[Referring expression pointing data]
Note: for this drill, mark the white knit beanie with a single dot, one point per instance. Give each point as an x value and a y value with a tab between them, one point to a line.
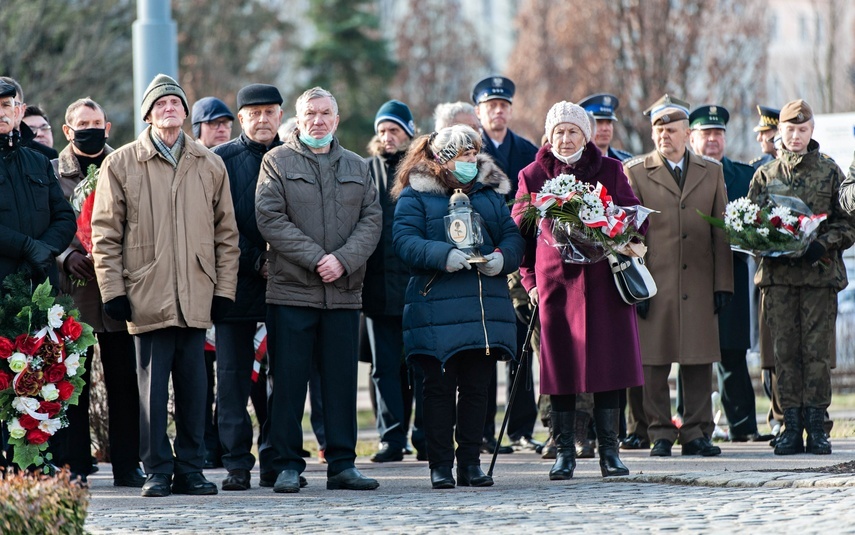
567	112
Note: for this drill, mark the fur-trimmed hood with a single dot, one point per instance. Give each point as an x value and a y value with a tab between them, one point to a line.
489	175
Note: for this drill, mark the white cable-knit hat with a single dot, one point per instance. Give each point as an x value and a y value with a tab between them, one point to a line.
567	112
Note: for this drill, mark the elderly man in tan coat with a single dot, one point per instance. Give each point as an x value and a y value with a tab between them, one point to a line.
164	244
692	264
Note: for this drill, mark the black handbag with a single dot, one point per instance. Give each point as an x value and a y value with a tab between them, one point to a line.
632	278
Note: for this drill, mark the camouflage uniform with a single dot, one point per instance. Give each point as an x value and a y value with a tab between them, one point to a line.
799	299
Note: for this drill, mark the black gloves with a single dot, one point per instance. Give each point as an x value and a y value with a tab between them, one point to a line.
721	299
813	253
118	308
642	308
38	256
220	307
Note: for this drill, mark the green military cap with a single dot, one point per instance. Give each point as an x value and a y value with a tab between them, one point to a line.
768	118
796	112
667	110
707	117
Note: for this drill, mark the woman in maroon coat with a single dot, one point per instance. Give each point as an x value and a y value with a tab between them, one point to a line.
589	336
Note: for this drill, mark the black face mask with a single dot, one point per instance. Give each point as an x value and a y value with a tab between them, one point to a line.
90	140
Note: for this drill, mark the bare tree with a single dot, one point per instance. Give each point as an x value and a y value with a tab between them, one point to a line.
703	51
439	61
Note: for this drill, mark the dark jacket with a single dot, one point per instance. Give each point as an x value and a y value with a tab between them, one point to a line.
386	275
521	152
242	157
446	313
589	336
309	205
31	205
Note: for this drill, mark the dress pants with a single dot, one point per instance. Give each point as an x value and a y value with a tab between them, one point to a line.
385	334
524	410
235	357
179	352
301	335
737	392
468	373
697	403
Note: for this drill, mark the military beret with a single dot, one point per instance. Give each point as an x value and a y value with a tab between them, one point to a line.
492	88
257	94
796	112
667	110
7	90
768	119
707	117
601	105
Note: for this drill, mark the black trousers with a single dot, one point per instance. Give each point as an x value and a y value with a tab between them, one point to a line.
524	410
468	373
301	334
235	357
737	392
179	352
385	334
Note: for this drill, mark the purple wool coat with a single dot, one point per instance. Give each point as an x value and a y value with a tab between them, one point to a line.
589	336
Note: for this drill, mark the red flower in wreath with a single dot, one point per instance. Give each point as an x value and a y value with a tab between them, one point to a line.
5	380
29	383
7	347
51	408
65	390
71	328
28	345
37	436
55	373
28	422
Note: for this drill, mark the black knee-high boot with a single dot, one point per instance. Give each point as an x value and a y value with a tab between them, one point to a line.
563	430
606	422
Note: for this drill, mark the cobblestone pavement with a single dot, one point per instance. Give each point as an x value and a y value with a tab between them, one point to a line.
739	490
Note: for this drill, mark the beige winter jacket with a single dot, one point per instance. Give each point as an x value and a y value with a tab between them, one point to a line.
308	205
165	238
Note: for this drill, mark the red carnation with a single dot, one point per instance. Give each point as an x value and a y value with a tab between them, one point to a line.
7	347
65	390
5	380
51	408
71	328
28	422
37	436
55	373
28	345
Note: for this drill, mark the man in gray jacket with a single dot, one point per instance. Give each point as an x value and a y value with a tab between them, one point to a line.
317	207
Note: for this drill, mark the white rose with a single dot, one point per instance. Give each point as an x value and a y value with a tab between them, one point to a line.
49	392
17	362
15	429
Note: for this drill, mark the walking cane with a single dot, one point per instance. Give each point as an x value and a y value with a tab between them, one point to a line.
515	386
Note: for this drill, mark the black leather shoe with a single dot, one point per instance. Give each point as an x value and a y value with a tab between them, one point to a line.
268	479
134	478
488	445
238	479
701	446
157	486
193	483
351	479
661	448
441	478
473	476
388	454
634	442
287	481
526	444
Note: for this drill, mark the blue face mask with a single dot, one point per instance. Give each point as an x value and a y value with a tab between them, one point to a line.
465	171
316	143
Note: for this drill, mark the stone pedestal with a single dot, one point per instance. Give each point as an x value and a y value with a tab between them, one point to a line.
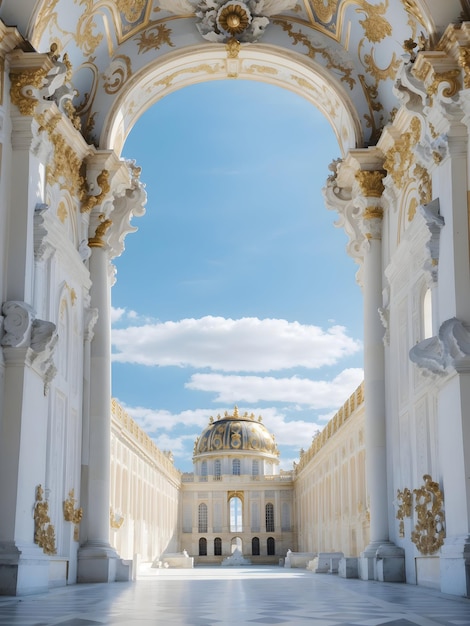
24	569
390	564
347	567
455	566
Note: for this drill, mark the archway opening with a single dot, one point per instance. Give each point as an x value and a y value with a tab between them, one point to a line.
235	257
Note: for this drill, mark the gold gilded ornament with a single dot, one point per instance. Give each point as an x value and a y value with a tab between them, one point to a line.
91	201
371	182
234	19
44	533
428	535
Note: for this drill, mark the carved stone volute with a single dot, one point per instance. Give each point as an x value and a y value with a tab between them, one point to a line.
36	339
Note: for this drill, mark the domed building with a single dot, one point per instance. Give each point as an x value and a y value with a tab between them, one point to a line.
237	497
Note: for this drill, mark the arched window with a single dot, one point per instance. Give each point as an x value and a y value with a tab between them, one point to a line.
285	521
202	518
217	470
236	515
269	518
236	544
236	467
202	546
271	546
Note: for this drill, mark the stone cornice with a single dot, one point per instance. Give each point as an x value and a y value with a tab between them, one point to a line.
450	349
29	341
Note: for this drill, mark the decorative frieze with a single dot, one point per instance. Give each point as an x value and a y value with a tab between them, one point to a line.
449	349
405	498
221	20
44	532
429	532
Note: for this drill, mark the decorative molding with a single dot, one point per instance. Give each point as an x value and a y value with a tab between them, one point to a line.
222	20
44	532
129	204
429	532
338	197
434	222
37	337
450	349
116	519
17	324
405	498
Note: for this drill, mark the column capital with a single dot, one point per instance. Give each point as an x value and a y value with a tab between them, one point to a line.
121	196
28	340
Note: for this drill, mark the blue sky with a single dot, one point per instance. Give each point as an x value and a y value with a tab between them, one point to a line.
236	288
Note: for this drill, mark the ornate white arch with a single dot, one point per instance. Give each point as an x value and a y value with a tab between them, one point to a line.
264	63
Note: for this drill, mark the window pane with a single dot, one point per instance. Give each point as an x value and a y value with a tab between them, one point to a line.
271	546
269	518
202	518
236	515
202	547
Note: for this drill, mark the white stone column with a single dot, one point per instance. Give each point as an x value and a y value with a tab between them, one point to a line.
451	183
120	195
27	343
381	560
99	435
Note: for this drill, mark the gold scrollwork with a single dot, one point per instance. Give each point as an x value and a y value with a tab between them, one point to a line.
324	12
131	9
84	37
21	90
233	48
452	77
429	532
400	158
154	38
464	62
44	533
312	51
121	71
371	182
405	498
375	26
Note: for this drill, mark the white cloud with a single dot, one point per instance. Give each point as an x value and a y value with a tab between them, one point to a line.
116	314
246	344
178	431
316	394
153	420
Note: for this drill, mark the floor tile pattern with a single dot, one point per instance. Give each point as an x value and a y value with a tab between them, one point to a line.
234	596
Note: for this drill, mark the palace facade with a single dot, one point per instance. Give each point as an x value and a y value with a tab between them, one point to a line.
393	80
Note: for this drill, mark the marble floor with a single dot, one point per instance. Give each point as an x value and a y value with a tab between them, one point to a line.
232	596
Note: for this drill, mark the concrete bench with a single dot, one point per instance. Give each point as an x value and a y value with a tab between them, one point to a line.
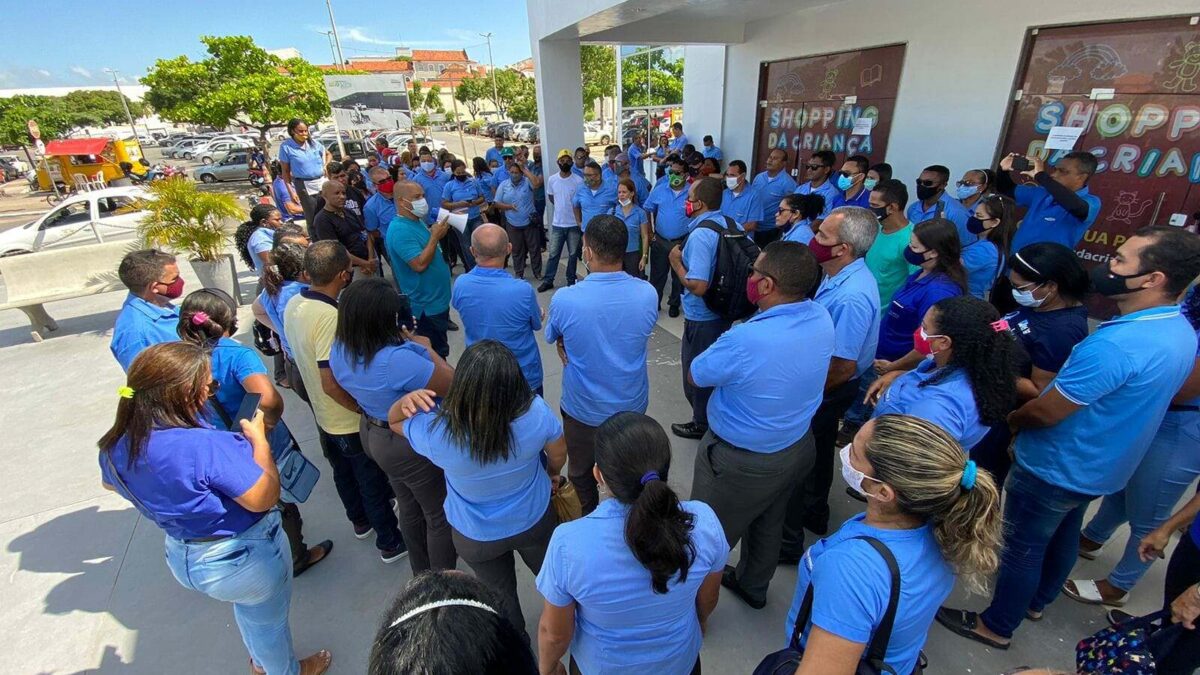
34	279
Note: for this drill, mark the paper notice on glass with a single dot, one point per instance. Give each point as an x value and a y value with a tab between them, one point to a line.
1063	137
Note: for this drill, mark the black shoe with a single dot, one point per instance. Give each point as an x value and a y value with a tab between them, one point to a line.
730	583
689	430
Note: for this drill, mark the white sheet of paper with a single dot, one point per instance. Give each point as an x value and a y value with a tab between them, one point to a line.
863	126
1063	137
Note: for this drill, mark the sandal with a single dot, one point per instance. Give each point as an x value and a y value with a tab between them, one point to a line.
964	623
1087	592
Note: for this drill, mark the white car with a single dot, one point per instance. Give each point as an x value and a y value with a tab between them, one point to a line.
90	217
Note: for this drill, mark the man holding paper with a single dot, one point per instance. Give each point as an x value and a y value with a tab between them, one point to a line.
417	261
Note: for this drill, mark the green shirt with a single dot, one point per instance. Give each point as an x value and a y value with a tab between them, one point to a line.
427	291
886	262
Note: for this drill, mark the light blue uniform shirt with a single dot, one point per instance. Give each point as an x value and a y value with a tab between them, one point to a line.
496	306
594	202
394	371
520	196
765	405
773	191
142	324
497	500
605	322
1123	375
621	623
853	586
948	404
852	299
307	161
667	205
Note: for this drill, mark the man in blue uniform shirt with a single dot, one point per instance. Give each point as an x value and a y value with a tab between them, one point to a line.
761	412
603	327
147	317
1087	431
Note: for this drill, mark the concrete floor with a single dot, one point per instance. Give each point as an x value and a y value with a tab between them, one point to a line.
85	587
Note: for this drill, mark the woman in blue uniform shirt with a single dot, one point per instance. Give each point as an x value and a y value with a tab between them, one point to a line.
213	493
965	381
489	437
933	509
630	586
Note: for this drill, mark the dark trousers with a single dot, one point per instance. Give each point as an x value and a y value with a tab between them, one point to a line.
495	566
660	267
581	457
697	336
809	503
420	490
526	242
435	328
749	493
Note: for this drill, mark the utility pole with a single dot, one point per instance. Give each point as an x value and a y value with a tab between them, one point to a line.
491	64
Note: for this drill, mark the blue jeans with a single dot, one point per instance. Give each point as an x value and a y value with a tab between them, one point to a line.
253	572
1041	543
1170	465
558	236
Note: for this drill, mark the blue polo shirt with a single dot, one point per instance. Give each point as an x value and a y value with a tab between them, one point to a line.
463	191
307	161
499	499
435	186
394	371
1123	375
773	191
493	305
909	306
621	623
605	322
744	207
949	208
520	196
1047	221
948	404
852	299
667	205
765	405
429	291
142	324
594	202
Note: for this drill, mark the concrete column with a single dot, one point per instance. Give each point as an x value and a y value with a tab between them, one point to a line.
559	96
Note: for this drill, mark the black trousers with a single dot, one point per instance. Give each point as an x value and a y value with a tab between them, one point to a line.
809	502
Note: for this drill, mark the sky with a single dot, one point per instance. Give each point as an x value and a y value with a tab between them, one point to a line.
72	42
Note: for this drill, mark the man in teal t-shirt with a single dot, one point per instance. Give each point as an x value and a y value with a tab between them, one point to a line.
418	264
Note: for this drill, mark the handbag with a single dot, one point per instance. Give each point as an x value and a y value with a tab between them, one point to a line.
787	659
1128	647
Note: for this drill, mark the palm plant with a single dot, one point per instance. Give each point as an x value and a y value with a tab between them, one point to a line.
186	220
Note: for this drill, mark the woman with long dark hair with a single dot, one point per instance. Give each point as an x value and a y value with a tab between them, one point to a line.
630	586
377	359
490	436
213	493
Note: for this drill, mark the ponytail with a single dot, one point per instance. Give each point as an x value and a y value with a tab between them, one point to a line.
634	455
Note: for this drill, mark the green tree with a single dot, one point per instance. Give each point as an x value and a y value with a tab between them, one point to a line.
237	83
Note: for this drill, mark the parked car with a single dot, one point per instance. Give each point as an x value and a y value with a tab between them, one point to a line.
100	215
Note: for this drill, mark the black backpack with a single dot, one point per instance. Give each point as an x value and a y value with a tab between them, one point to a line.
736	254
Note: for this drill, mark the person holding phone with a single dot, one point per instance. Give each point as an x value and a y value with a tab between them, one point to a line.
213	493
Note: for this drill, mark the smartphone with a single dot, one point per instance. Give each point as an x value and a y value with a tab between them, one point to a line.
247	408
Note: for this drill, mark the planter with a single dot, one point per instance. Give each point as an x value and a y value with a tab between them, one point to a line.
219	274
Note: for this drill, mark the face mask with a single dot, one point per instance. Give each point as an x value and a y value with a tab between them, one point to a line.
964	191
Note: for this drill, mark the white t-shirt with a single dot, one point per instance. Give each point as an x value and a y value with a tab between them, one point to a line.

[Description of the task] Lines from the one with "Note: for this drill, mark the green tree" through the last line above must be printed exactly; no other line is to appear.

[Answer section]
Note: for this drill, mark the green tree with a single dot, one point per instance. Give each point as an x value and a y value with a tab between them, one point to a line.
237	83
Note: for this drill, mark the parked car with a single dot, one point per instance. Give each point as an x value and a y value with a tab between them, one point to a line.
100	215
Note: for this drill, mark the black backpack with a single dot, one point per instance. Give each point as an x value and a y value with a tab between them, one point to a line.
736	254
Note: for this drill, mark the person holding phone with a single dot, one point per instance. Give each point as an x value and a y value with a tab between them, one point to a line.
213	493
Note: for this drill, mark the smartphone with a single dot, one point per instance. Give each point as an x value and a y value with a tab between them, one point to a line.
247	408
Note: for this drill, mark the planter with a single dot, one point per instance. Give each point as an x value and a y value with a tab between them, one point to a line.
219	274
Note: for this drill, mark the face mask with a single dot, one point per instance. Give each point as an x value and a y value with a tab between them, one point to a line.
964	191
Note: for this drill, mark the white t-shirt with a single dot, one point per instance. Give each point as an x value and a y value with a tab between them, one point to a line.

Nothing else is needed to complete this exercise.